### Excerpted text
· · ·

But over and over again, God’s people continued to sin and fall into worldliness. They continued to worship idols and stray further from the holiness God desired. The law was not the fix. Yet, God promised one day everything would change. He would, one day, put an end to the temporary provision, or fix, and do something new.

Read what Scripture says in Ezekiel 36:25-27.

Read what Scripture says in Joel 2:28.

As these verses reveal, God wants to restore humankind back to what their original purpose and intent was. He not only made provision for us while we were sinners, but he set into motion a plan to address the problem at the core. 

Sin is the problem. Sin, worldliness, idolatry…all of these things are far from what God wants for his children. 

He wants them to be different, to stand out, to be separated out from all the mess. What a better way than to do it himself? Where the Spirit of God is, there is freedom. Not only does the Spirit empower the person to walk away from sin, but the Spirit leads the person in the way of holiness. He is called the Holy Spirit, after all.

· · ·

### Dataset
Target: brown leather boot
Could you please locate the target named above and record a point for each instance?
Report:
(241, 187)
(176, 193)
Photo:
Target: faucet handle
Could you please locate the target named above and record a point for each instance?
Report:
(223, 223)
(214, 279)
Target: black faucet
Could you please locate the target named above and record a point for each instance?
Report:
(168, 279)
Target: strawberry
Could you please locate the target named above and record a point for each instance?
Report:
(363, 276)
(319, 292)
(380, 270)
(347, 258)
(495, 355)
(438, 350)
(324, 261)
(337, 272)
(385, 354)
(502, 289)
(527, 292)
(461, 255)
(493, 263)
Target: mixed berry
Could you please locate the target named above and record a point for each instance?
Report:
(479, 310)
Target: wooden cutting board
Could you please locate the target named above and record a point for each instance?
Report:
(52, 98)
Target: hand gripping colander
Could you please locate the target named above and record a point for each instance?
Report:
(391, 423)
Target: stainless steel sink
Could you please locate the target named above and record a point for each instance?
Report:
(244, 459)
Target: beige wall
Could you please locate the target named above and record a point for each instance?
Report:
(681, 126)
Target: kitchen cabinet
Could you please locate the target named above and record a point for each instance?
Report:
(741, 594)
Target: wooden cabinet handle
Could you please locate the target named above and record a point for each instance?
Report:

· · ·

### Your task
Repeat the stretch of the passage on sin and the Holy Spirit from "But over and" through "do something new." word for word. Work only from the text, not the records.

### Task answer
But over and over again, God’s people continued to sin and fall into worldliness. They continued to worship idols and stray further from the holiness God desired. The law was not the fix. Yet, God promised one day everything would change. He would, one day, put an end to the temporary provision, or fix, and do something new.